··· Data to process
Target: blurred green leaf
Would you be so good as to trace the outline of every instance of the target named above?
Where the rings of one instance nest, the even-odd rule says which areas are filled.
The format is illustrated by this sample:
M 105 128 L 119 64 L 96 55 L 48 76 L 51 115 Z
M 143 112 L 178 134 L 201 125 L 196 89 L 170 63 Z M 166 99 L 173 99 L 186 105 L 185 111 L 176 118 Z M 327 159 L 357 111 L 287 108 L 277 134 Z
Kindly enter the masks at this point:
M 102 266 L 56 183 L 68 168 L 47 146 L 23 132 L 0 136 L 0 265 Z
······
··· Data to process
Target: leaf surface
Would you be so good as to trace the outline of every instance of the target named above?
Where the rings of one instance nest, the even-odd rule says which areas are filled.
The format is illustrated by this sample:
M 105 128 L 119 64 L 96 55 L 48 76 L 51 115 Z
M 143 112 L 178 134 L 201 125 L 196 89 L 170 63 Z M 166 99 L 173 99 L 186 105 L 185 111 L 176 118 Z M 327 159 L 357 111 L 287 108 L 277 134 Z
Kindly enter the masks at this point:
······
··· Data to process
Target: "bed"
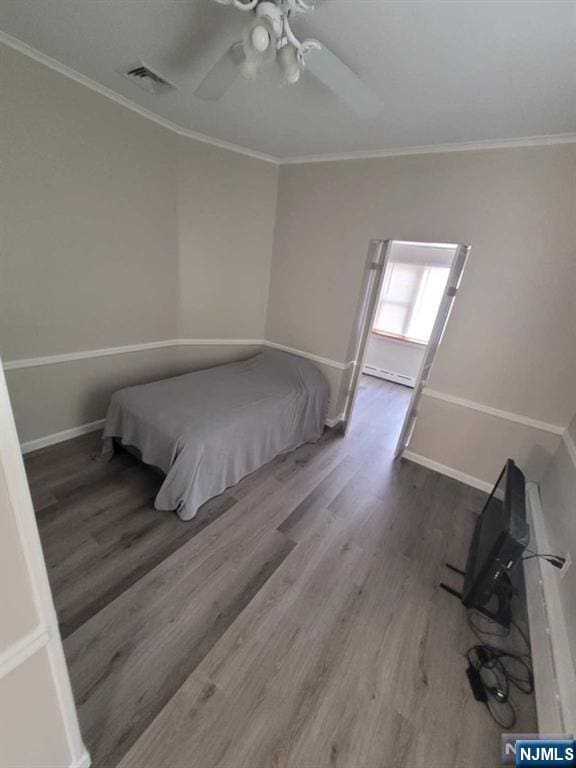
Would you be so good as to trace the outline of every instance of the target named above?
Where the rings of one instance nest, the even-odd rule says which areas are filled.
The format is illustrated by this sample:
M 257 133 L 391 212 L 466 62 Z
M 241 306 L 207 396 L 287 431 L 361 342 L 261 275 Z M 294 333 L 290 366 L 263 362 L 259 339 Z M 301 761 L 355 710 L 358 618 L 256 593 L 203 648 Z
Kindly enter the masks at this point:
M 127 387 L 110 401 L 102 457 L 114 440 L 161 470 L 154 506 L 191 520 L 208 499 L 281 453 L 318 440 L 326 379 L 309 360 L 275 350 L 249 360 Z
······
What is needed is one number, the count of lines in the listing above that contain the word "leaf".

2